SILICON VALLEY BANK TO ACQUIRE MERGER & ACQUISITION ADVISOR ALLIANT PARTNERS

Acquisition Will Be Immediately Accretive to Earnings

    SANTA CLARA, CA—August 16, 2001—Silicon Valley Bank (the "Bank"), a wholly owned subsidiary of Silicon Valley Bancshares, announced today that its subsidiary, SVB Securities, Inc., has signed an agreement to acquire Alliant Partners, a leading investment banking firm providing merger and acquisition and corporate partnering services to middle-market technology companies. Closing is expected to occur in late September.

    The acquisition will allow the Bank to strengthen its investment banking platform for its clients. It contributes to the Bank's strategic vision of providing a broad range of client focused solutions at every stage of a company's lifecycle. As a result of the acquisition, Alliant Partners will become a part of SVB Securities, Inc., a wholly owned broker dealer subsidiary of the Bank. SVB Securities, Inc., currently provides investment banking services to companies, including private equity placements and advisory services.

    Silicon Valley Bank will pay a total of $100 million in several installments, of cash and common stock, to acquire Alliant Partners. These installments are payable over the next four years, subject to conditions being satisfied. Alliant Partners will have an opportunity to receive consideration of up to an additional $85 million, subject to achieving financial performance criteria. The acquisition will be immediately accretive to earnings.

## SOURCE RECORDS
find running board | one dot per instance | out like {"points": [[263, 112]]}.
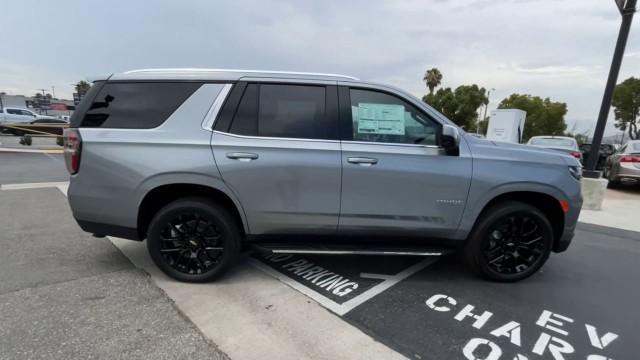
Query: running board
{"points": [[338, 249]]}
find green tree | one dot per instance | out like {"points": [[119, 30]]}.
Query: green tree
{"points": [[544, 117], [82, 87], [626, 103], [460, 105], [432, 79]]}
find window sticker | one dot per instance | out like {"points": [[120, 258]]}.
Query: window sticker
{"points": [[385, 119]]}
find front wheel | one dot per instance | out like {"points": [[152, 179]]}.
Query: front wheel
{"points": [[193, 240], [510, 242]]}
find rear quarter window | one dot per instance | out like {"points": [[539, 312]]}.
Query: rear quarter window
{"points": [[131, 105]]}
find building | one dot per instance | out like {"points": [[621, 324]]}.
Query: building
{"points": [[60, 108]]}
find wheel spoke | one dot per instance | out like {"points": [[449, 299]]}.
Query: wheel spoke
{"points": [[514, 243], [188, 233]]}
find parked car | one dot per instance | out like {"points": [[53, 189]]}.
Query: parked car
{"points": [[50, 122], [564, 144], [624, 165], [606, 150], [18, 115], [204, 163]]}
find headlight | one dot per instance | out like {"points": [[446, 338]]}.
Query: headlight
{"points": [[576, 172]]}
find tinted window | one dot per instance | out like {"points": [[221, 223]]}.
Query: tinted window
{"points": [[380, 117], [293, 111], [246, 119], [554, 142], [135, 105]]}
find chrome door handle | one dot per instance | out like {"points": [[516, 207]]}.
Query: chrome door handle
{"points": [[362, 161], [242, 156]]}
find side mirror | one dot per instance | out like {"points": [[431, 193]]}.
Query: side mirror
{"points": [[450, 140]]}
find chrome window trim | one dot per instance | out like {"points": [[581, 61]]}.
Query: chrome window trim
{"points": [[212, 114], [389, 144], [325, 140], [205, 70], [274, 138]]}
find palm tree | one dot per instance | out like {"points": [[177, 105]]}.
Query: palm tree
{"points": [[432, 78]]}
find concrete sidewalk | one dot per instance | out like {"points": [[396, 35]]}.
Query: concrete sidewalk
{"points": [[619, 210], [67, 295]]}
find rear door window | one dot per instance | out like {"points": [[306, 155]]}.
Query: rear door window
{"points": [[384, 118], [142, 105], [284, 111]]}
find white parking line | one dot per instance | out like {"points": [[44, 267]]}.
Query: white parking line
{"points": [[33, 185], [342, 309]]}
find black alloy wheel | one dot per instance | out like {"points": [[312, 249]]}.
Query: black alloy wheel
{"points": [[514, 243], [193, 240], [191, 244], [510, 242]]}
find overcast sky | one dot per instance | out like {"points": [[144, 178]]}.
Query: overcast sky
{"points": [[556, 48]]}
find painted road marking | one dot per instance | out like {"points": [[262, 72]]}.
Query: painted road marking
{"points": [[343, 308], [34, 185]]}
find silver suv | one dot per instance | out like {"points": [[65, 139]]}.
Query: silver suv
{"points": [[204, 163]]}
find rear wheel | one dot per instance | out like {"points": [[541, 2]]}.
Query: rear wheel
{"points": [[193, 240], [511, 241]]}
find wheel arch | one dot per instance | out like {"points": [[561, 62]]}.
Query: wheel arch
{"points": [[160, 194], [547, 203]]}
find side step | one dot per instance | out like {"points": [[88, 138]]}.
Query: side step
{"points": [[349, 249]]}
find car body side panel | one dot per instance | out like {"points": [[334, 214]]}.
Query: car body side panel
{"points": [[293, 186], [411, 191], [497, 172], [119, 166]]}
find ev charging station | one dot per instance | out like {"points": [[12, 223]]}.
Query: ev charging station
{"points": [[506, 125]]}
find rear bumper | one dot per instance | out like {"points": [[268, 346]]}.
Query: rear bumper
{"points": [[100, 229]]}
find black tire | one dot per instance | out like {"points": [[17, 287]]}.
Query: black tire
{"points": [[510, 242], [193, 240]]}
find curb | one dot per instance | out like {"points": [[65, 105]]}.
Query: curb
{"points": [[33, 151]]}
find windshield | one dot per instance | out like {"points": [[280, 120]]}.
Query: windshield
{"points": [[553, 142]]}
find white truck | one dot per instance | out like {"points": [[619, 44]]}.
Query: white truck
{"points": [[506, 125]]}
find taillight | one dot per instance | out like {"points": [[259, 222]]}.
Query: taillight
{"points": [[72, 149], [630, 158]]}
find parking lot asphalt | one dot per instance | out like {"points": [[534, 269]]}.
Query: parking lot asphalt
{"points": [[582, 305], [67, 295], [16, 167]]}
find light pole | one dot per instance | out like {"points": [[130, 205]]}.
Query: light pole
{"points": [[484, 117], [627, 9]]}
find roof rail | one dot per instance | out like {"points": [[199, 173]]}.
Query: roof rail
{"points": [[187, 70]]}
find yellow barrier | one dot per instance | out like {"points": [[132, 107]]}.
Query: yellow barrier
{"points": [[40, 129]]}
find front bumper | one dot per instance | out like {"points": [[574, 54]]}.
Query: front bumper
{"points": [[627, 171], [570, 222]]}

## THINGS TO DO
1) According to the press release, how much will Silicon Valley Bank pay in total to acquire Alliant Partners?
2) Please pick out every line in the rows above that contains the string "step".

## LIST OF SOLUTIONS
1) $100 million, in several installments of cash and common stock.

2)
find side step | one dot per instance | out like {"points": [[88, 138]]}.
Query: side step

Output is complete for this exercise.